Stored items
■ ■ ■ ■

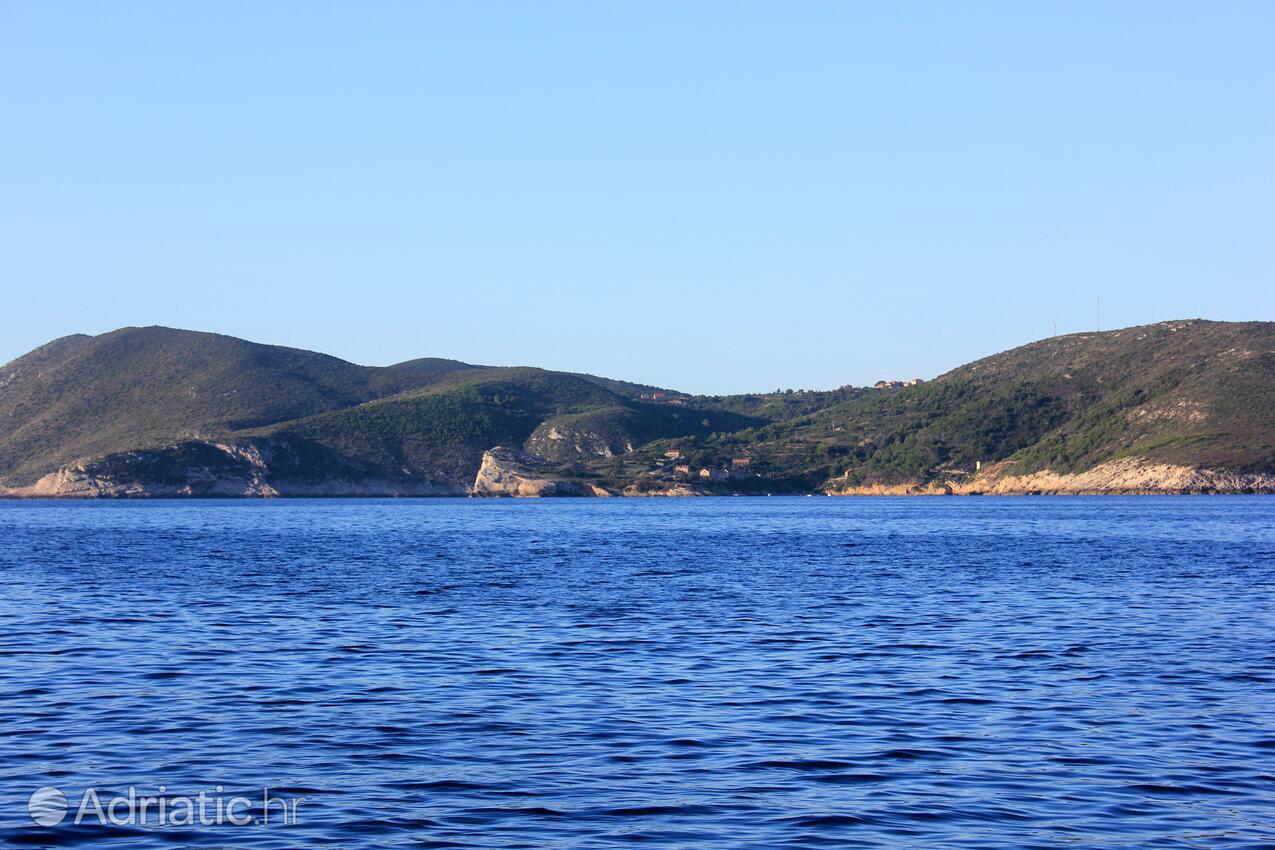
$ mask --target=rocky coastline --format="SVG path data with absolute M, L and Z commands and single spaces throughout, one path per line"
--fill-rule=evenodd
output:
M 978 474 L 937 481 L 849 485 L 830 482 L 830 496 L 1166 496 L 1275 494 L 1275 474 L 1237 473 L 1134 458 L 1101 463 L 1077 473 L 1041 470 L 1011 473 L 1009 464 L 994 464 Z
M 279 439 L 239 443 L 188 441 L 67 464 L 0 497 L 28 499 L 365 498 L 365 497 L 623 497 L 681 498 L 735 493 L 692 481 L 587 480 L 579 469 L 530 452 L 496 446 L 483 454 L 472 484 L 393 478 L 340 469 L 322 477 L 295 474 L 295 447 Z M 974 475 L 932 481 L 850 484 L 834 479 L 812 489 L 824 496 L 1090 496 L 1275 494 L 1275 474 L 1109 461 L 1078 473 L 1015 475 L 1007 463 Z

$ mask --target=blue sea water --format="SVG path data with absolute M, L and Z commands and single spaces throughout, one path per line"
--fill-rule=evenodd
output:
M 0 503 L 0 845 L 80 844 L 1275 847 L 1275 499 Z

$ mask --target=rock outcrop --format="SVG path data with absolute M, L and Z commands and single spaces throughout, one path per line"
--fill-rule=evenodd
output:
M 363 469 L 305 441 L 262 437 L 234 442 L 190 440 L 152 450 L 76 461 L 35 484 L 0 490 L 26 498 L 358 497 L 358 496 L 706 496 L 695 482 L 642 478 L 616 492 L 539 455 L 497 446 L 486 453 L 473 486 Z M 622 487 L 622 489 L 620 489 Z M 931 481 L 850 485 L 829 481 L 833 496 L 1170 495 L 1275 493 L 1275 474 L 1150 463 L 1121 458 L 1077 473 L 1013 474 L 1009 463 L 975 475 Z
M 557 460 L 614 457 L 633 451 L 631 440 L 607 436 L 585 429 L 547 422 L 527 438 L 527 448 L 537 455 Z
M 483 454 L 471 492 L 475 496 L 521 498 L 611 495 L 597 485 L 562 476 L 552 462 L 539 455 L 505 446 Z
M 1058 495 L 1154 495 L 1157 493 L 1275 493 L 1275 474 L 1239 473 L 1225 469 L 1149 463 L 1120 458 L 1084 472 L 1044 470 L 1012 475 L 997 464 L 967 485 L 988 495 L 1040 493 Z
M 646 431 L 643 417 L 632 410 L 599 408 L 546 419 L 523 443 L 523 449 L 557 463 L 588 461 L 627 454 L 657 436 Z
M 76 461 L 3 495 L 93 499 L 465 494 L 453 484 L 391 479 L 324 460 L 315 464 L 313 448 L 284 438 L 233 443 L 189 440 Z
M 1049 470 L 1014 475 L 998 463 L 966 479 L 850 486 L 836 480 L 824 487 L 832 496 L 1132 496 L 1190 493 L 1275 493 L 1275 474 L 1149 463 L 1120 458 L 1075 473 Z
M 640 482 L 624 488 L 624 496 L 711 496 L 712 493 L 680 481 Z

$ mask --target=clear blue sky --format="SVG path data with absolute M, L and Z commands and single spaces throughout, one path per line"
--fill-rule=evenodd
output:
M 0 361 L 122 325 L 689 391 L 1275 319 L 1272 2 L 0 0 Z

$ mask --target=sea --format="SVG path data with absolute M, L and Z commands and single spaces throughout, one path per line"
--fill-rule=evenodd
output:
M 1275 847 L 1275 498 L 2 502 L 80 845 Z

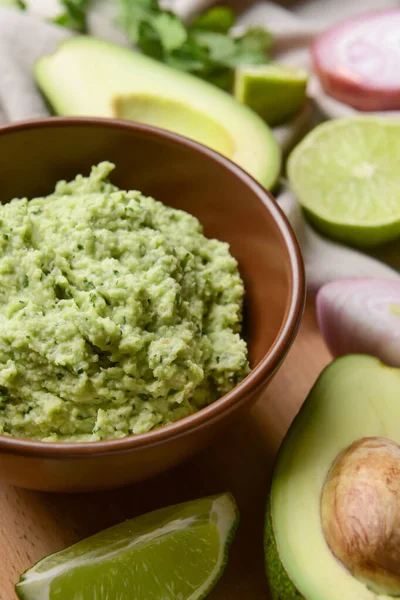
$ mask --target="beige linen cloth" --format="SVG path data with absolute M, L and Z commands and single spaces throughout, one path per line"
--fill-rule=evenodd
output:
M 32 67 L 39 57 L 53 52 L 60 41 L 72 35 L 46 19 L 60 12 L 58 0 L 28 0 L 27 4 L 26 13 L 0 7 L 0 123 L 48 115 L 35 85 Z M 185 19 L 190 19 L 209 4 L 210 0 L 164 0 L 164 5 Z M 263 24 L 274 34 L 278 60 L 311 69 L 309 44 L 330 24 L 368 9 L 399 4 L 394 0 L 311 0 L 289 11 L 273 2 L 255 2 L 242 15 L 236 29 Z M 94 0 L 88 19 L 90 33 L 127 45 L 123 33 L 115 26 L 115 16 L 113 0 Z M 274 130 L 284 151 L 321 115 L 323 118 L 336 118 L 356 112 L 326 96 L 314 75 L 310 80 L 309 96 L 311 108 L 293 123 Z M 299 239 L 311 293 L 324 283 L 343 277 L 399 277 L 400 244 L 379 249 L 373 256 L 327 240 L 304 220 L 285 183 L 283 180 L 284 191 L 277 200 Z

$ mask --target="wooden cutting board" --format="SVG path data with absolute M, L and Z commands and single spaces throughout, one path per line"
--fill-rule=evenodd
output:
M 229 566 L 209 598 L 267 600 L 262 538 L 274 456 L 329 360 L 310 304 L 294 346 L 264 398 L 247 418 L 185 465 L 111 492 L 42 494 L 0 486 L 0 600 L 15 600 L 19 574 L 50 552 L 124 519 L 225 490 L 239 504 L 241 525 Z

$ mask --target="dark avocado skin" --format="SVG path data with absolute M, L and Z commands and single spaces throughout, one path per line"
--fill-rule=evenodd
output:
M 272 600 L 306 600 L 293 585 L 279 558 L 272 525 L 270 499 L 268 499 L 265 517 L 264 556 Z

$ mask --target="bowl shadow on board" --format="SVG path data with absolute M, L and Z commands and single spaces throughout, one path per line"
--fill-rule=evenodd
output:
M 222 399 L 156 431 L 86 444 L 0 436 L 0 481 L 45 491 L 87 491 L 140 481 L 182 462 L 247 410 L 279 368 L 301 319 L 300 251 L 274 199 L 227 159 L 180 136 L 127 121 L 52 118 L 0 129 L 2 201 L 51 192 L 102 160 L 111 179 L 198 217 L 230 244 L 246 287 L 252 373 Z

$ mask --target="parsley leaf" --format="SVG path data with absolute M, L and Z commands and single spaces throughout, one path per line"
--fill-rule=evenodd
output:
M 161 10 L 158 0 L 116 0 L 118 23 L 142 52 L 164 60 L 187 40 L 186 28 L 176 15 Z
M 165 52 L 180 48 L 187 40 L 186 29 L 174 15 L 164 12 L 153 17 L 151 21 L 154 31 L 158 34 L 161 46 Z
M 235 15 L 226 6 L 215 6 L 202 15 L 199 15 L 192 23 L 192 29 L 204 31 L 215 31 L 216 33 L 228 33 L 235 23 Z
M 260 52 L 265 57 L 271 52 L 272 33 L 262 27 L 250 27 L 239 39 L 239 47 L 242 51 Z
M 0 6 L 10 6 L 26 10 L 26 3 L 24 0 L 0 0 Z
M 225 65 L 225 61 L 236 53 L 235 40 L 223 33 L 196 31 L 192 33 L 192 39 L 207 51 L 208 58 L 213 63 Z
M 207 60 L 207 51 L 189 39 L 179 48 L 179 52 L 172 52 L 165 58 L 165 62 L 174 69 L 188 73 L 202 71 Z
M 139 44 L 143 24 L 157 10 L 157 0 L 116 0 L 120 15 L 118 23 L 125 29 L 127 36 L 135 45 Z
M 84 33 L 86 31 L 86 13 L 89 8 L 89 0 L 60 0 L 60 3 L 65 12 L 56 17 L 54 22 L 57 25 Z
M 227 7 L 211 8 L 185 27 L 177 15 L 162 10 L 158 0 L 116 1 L 119 24 L 144 54 L 218 87 L 232 87 L 239 65 L 269 62 L 271 35 L 253 28 L 232 36 L 235 15 Z
M 85 32 L 90 0 L 60 1 L 65 12 L 56 22 Z M 159 0 L 115 2 L 119 7 L 117 22 L 143 54 L 223 89 L 232 88 L 236 67 L 269 62 L 271 34 L 256 27 L 240 36 L 232 35 L 235 14 L 230 8 L 213 7 L 185 26 L 177 15 L 163 10 Z
M 236 52 L 228 57 L 226 64 L 232 68 L 240 65 L 262 65 L 269 62 L 272 35 L 261 27 L 248 29 L 236 39 Z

■ ■ ■ ■

— Activity —
How many lines in the records above contain the word "blue"? Answer with the number only.

— Output of the task —
2